**Goals**
1 – Please edit the text on splitting data in TensorFlow. Begin at the words "I managed to", stop after "the rate division.", and replace "uniform distribution" with "normal distribution".
2 – Convert the entries into a Markdown table with the columns No. and Line, giving one numbered row per line and leaving out blank lines. Begin at the line that has "Could you point out the lake" and stop after the last line of the entries.

··· Quoted text

Let's say I've read in a textfile using a TextLineReader
. Is there some way to split this into train and test sets in Tensorflow
? Something like:
def read_my_file_format(filename_queue):
reader = tf.TextLineReader()
key, record_string = reader.read(filename_queue)
raw_features, label = tf.decode_csv(record_string)
features = some_processing(raw_features)
features_train, labels_train, features_test, labels_test = tf.train_split(features,
labels,
frac=.1)
return features_train, labels_train, features_test, labels_test
Something like following should work:
tf.split_v(tf.random_shuffle(...
As elham mentioned, you can use scikit-learn to do this easily. scikit-learn is an open source library for machine learning. There are tons of tools for data preparation including the model_selection
module, which handles comparing, validating and choosing parameters.
The model_selection.train_test_split()
method is specifically designed to split your data into train and test sets randomly and by percentage.
X_train, X_test, y_train, y_test = train_test_split(features,
labels,
test_size=0.33,
random_state=42)
test_size
is the percentage to reserve for testing and random_state
is to seed the random sampling.
I typically use this to provide train and validation data sets, and keep true test data separately. You could just run train_test_split
twice to do this as well. I.e. split the data into (Train + Validation) and Test, then split Train + Validation into two separate tensors.
import sklearn.model_selection as sk
X_train, X_test, y_train, y_test =
sk.train_test_split(features,labels,test_size=0.33, random_state = 42)
I managed to have a nice result using the map and filter functions of the tf.data.Dataset api. Just use the map function to randomly select the examples between train and testing. In order to do that you can, for each example, get a sample from a uniform distribution and check if the sample value is below the rate division.
def split_train_test(parsed_features, train_rate):
parsed_features['is_train'] = tf.gather(tf.random_uniform([1], maxval=100, dtype=tf.int32) < tf.cast(train_rate * 100, tf.int32), 0)
return parsed_features
def grab_train_examples(parsed_features):
return parsed_features['is_train']
def grab_test_examples(parsed_features):
return ~parsed_features['is_train']

······
··· Input material

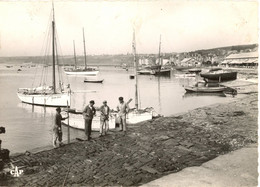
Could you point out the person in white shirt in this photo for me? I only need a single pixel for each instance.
(122, 109)
(104, 118)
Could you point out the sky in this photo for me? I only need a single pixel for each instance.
(183, 25)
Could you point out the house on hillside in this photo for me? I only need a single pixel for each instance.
(189, 62)
(242, 60)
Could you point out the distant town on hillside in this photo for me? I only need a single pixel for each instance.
(204, 56)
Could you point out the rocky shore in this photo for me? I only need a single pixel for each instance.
(149, 151)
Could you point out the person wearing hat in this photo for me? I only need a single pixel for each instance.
(122, 109)
(104, 118)
(57, 132)
(88, 114)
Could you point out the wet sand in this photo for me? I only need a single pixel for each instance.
(149, 151)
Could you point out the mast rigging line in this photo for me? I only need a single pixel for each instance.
(40, 58)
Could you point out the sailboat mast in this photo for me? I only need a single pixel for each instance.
(160, 51)
(136, 69)
(84, 49)
(75, 58)
(53, 53)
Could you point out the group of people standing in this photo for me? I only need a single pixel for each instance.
(88, 114)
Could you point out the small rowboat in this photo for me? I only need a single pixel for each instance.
(93, 80)
(194, 70)
(202, 87)
(217, 74)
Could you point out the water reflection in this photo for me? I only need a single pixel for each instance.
(190, 94)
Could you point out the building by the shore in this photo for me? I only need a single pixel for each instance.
(242, 60)
(189, 62)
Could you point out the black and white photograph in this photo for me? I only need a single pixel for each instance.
(129, 93)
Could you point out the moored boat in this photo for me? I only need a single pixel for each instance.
(194, 70)
(47, 95)
(203, 87)
(219, 76)
(91, 80)
(81, 71)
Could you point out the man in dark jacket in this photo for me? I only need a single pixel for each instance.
(104, 118)
(57, 132)
(88, 114)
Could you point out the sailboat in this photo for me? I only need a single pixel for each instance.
(137, 115)
(82, 71)
(161, 70)
(47, 95)
(134, 116)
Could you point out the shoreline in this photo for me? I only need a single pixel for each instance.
(150, 150)
(49, 147)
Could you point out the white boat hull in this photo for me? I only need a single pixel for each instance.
(93, 73)
(77, 121)
(62, 99)
(136, 117)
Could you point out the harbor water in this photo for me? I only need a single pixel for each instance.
(29, 127)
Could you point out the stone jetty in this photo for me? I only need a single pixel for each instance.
(149, 151)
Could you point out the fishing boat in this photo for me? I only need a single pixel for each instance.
(183, 68)
(203, 87)
(219, 75)
(146, 71)
(185, 75)
(135, 115)
(194, 70)
(93, 79)
(200, 94)
(43, 94)
(82, 71)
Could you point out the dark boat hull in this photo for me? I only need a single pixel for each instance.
(220, 76)
(205, 89)
(94, 81)
(163, 72)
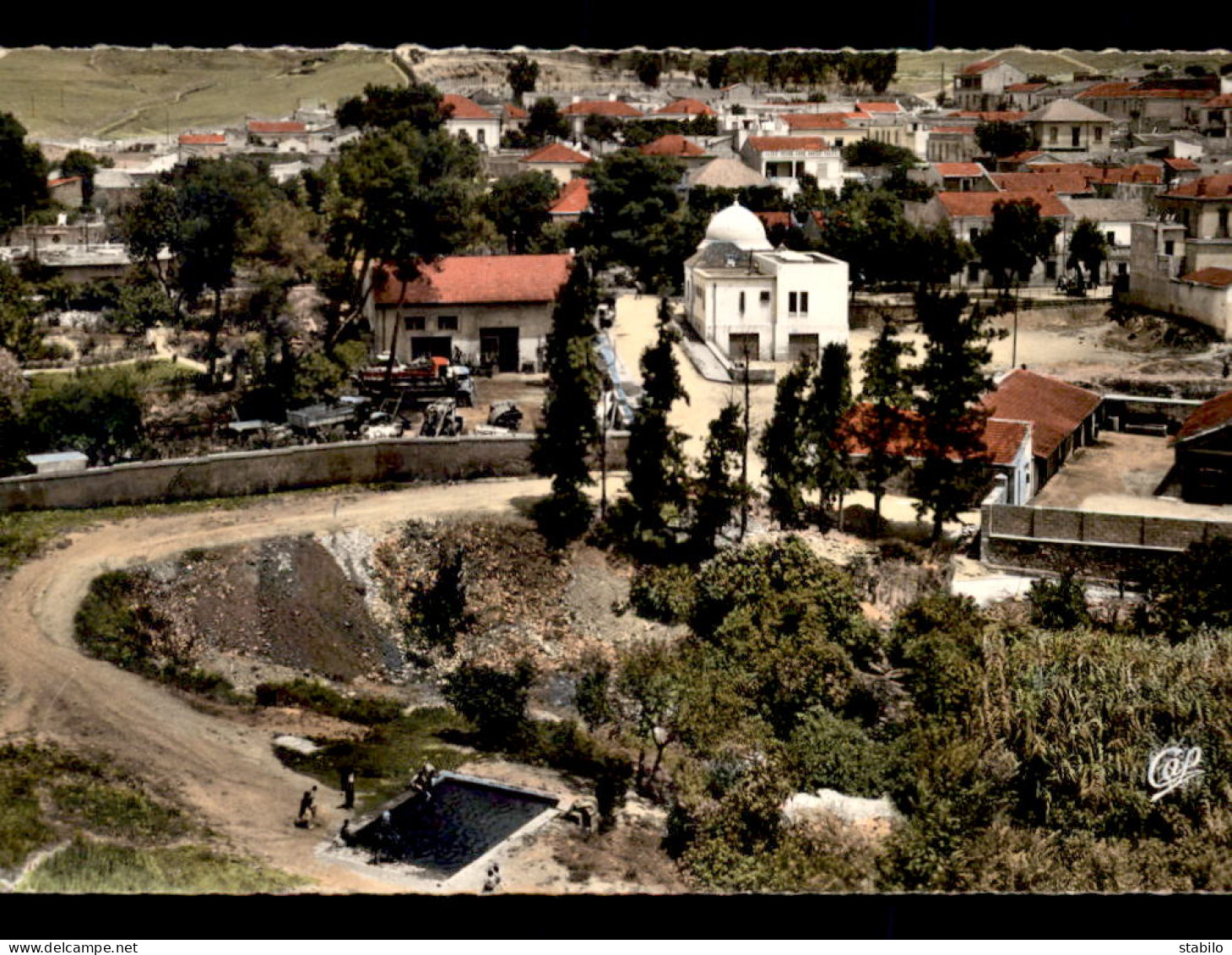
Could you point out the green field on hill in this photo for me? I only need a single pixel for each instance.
(123, 93)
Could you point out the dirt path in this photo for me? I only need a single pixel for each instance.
(225, 772)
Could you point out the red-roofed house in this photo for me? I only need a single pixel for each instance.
(783, 159)
(676, 147)
(67, 191)
(1204, 453)
(969, 214)
(574, 200)
(1007, 442)
(467, 116)
(558, 159)
(982, 85)
(497, 308)
(1062, 415)
(203, 144)
(684, 109)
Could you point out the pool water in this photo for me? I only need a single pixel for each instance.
(464, 820)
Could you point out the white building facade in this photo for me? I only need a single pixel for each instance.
(751, 300)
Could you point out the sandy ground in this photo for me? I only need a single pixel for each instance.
(225, 770)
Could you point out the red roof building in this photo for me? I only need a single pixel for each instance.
(1062, 415)
(459, 107)
(673, 145)
(685, 107)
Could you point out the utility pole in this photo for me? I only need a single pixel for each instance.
(744, 456)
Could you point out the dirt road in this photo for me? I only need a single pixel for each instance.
(223, 770)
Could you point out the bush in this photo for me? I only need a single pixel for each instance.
(663, 593)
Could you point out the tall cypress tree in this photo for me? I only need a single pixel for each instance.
(826, 413)
(658, 494)
(783, 448)
(571, 423)
(887, 396)
(719, 488)
(952, 380)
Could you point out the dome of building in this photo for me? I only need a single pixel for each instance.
(740, 227)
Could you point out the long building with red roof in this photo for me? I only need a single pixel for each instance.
(493, 308)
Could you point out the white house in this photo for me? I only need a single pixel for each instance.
(748, 298)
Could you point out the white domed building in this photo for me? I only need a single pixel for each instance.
(749, 298)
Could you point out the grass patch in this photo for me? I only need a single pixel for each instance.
(388, 756)
(89, 866)
(322, 699)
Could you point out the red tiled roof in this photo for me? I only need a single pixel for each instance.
(974, 69)
(980, 204)
(1055, 408)
(1207, 416)
(1105, 90)
(573, 200)
(1060, 182)
(671, 144)
(482, 279)
(780, 144)
(1001, 437)
(1213, 275)
(556, 153)
(1205, 187)
(990, 116)
(258, 126)
(685, 107)
(947, 171)
(600, 107)
(816, 120)
(464, 109)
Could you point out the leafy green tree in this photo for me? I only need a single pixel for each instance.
(827, 410)
(523, 74)
(383, 107)
(783, 448)
(518, 206)
(14, 391)
(1088, 249)
(545, 122)
(657, 480)
(493, 700)
(999, 138)
(1017, 239)
(719, 491)
(99, 415)
(22, 174)
(571, 424)
(952, 378)
(80, 163)
(19, 332)
(1059, 604)
(887, 396)
(632, 217)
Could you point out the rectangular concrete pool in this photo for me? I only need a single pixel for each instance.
(461, 820)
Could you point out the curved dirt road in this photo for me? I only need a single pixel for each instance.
(227, 773)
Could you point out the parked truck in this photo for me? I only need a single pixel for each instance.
(424, 377)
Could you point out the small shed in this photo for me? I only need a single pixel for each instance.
(58, 462)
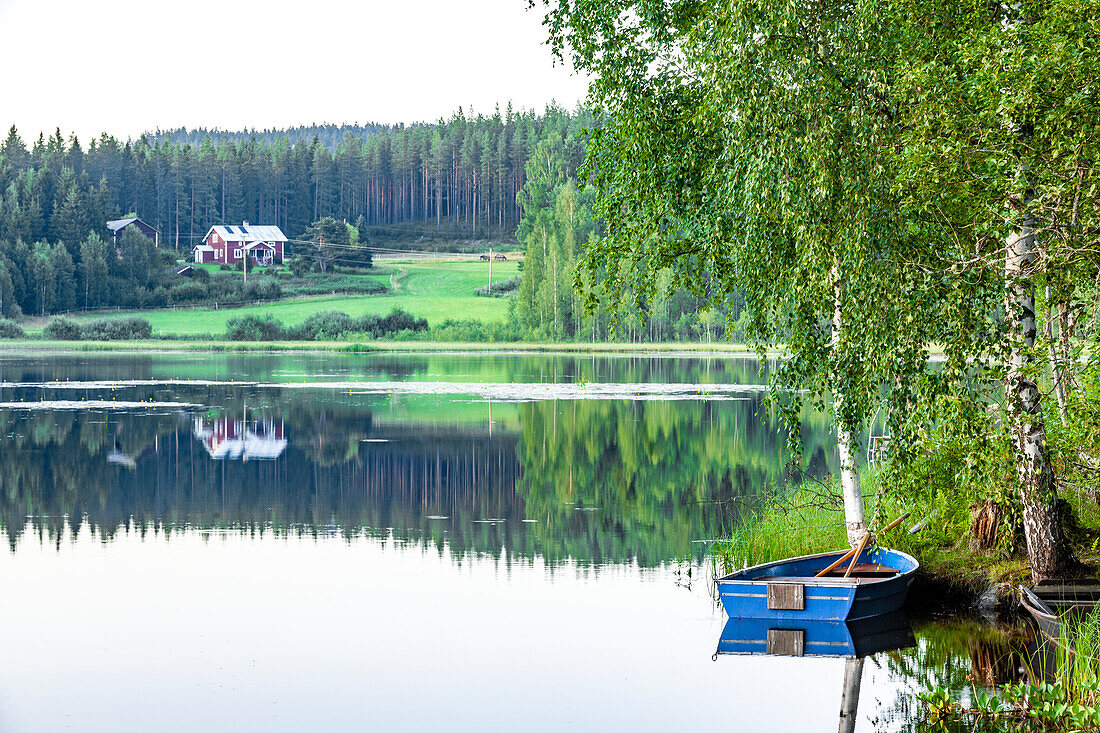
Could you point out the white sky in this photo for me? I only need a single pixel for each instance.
(128, 66)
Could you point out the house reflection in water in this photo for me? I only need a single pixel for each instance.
(241, 439)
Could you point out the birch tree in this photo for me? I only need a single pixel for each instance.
(744, 151)
(998, 157)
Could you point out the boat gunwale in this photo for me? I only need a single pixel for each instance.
(812, 580)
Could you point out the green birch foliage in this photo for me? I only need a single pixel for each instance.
(746, 151)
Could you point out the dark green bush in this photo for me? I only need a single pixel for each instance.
(263, 288)
(101, 329)
(63, 329)
(10, 329)
(124, 328)
(188, 292)
(400, 320)
(323, 326)
(254, 328)
(328, 325)
(470, 330)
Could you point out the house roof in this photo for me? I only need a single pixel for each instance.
(248, 233)
(118, 225)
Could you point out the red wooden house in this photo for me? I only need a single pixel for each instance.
(229, 244)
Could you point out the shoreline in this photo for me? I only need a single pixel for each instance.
(15, 347)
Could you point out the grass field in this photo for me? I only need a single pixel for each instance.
(435, 290)
(169, 346)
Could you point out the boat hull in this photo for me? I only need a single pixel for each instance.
(812, 637)
(788, 589)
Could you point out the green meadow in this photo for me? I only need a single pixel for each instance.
(435, 290)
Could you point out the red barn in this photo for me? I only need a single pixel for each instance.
(229, 244)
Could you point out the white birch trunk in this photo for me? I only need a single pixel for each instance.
(849, 473)
(1046, 547)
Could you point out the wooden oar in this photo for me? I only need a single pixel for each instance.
(834, 566)
(894, 523)
(859, 550)
(848, 554)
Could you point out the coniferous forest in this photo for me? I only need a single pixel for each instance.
(459, 175)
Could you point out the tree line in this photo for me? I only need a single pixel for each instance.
(459, 175)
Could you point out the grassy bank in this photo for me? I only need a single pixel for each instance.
(809, 518)
(436, 290)
(173, 346)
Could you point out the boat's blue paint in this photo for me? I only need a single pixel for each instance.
(744, 594)
(821, 638)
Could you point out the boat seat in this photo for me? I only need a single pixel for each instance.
(865, 570)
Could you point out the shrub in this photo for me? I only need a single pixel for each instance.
(188, 292)
(63, 329)
(327, 325)
(472, 330)
(498, 288)
(10, 329)
(400, 320)
(264, 288)
(117, 329)
(254, 328)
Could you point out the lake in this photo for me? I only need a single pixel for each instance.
(404, 542)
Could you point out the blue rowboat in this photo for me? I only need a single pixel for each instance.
(811, 637)
(788, 589)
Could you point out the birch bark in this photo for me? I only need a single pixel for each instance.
(1046, 546)
(849, 474)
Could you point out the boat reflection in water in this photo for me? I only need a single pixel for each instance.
(853, 639)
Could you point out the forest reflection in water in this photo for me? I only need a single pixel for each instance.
(281, 550)
(595, 480)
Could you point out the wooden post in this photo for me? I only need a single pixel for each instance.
(849, 696)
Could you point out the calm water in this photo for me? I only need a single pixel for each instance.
(455, 542)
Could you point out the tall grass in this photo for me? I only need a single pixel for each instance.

······

**Solutions in order**
1 –
I managed to have a nice result using the map and filter functions of the tf.data.Dataset api. Just use the map function to randomly select the examples between train and testing. In order to do that you can, for each example, get a sample from a normal distribution and check if the sample value is below the rate division.

2 –
| No. | Line |
|---|---|
| 1 | Could you point out the lake in this photo for me? I only need a single pixel for each instance. |
| 2 | (404, 542) |
| 3 | Could you point out the blue rowboat in this photo for me? I only need a single pixel for each instance. |
| 4 | (811, 637) |
| 5 | (788, 589) |
| 6 | Could you point out the birch bark in this photo for me? I only need a single pixel for each instance. |
| 7 | (1046, 546) |
| 8 | (849, 474) |
| 9 | Could you point out the boat reflection in water in this photo for me? I only need a single pixel for each instance. |
| 10 | (853, 639) |
| 11 | Could you point out the forest reflection in water in this photo for me? I only need a single pixel for each instance. |
| 12 | (281, 550) |
| 13 | (595, 480) |
| 14 | Could you point out the wooden post in this photo for me? I only need a single pixel for each instance. |
| 15 | (849, 696) |
| 16 | Could you point out the calm water in this photo for me? I only need a single pixel for each instance. |
| 17 | (455, 542) |
| 18 | Could you point out the tall grass in this photo for me? I only need a single pixel for each instance. |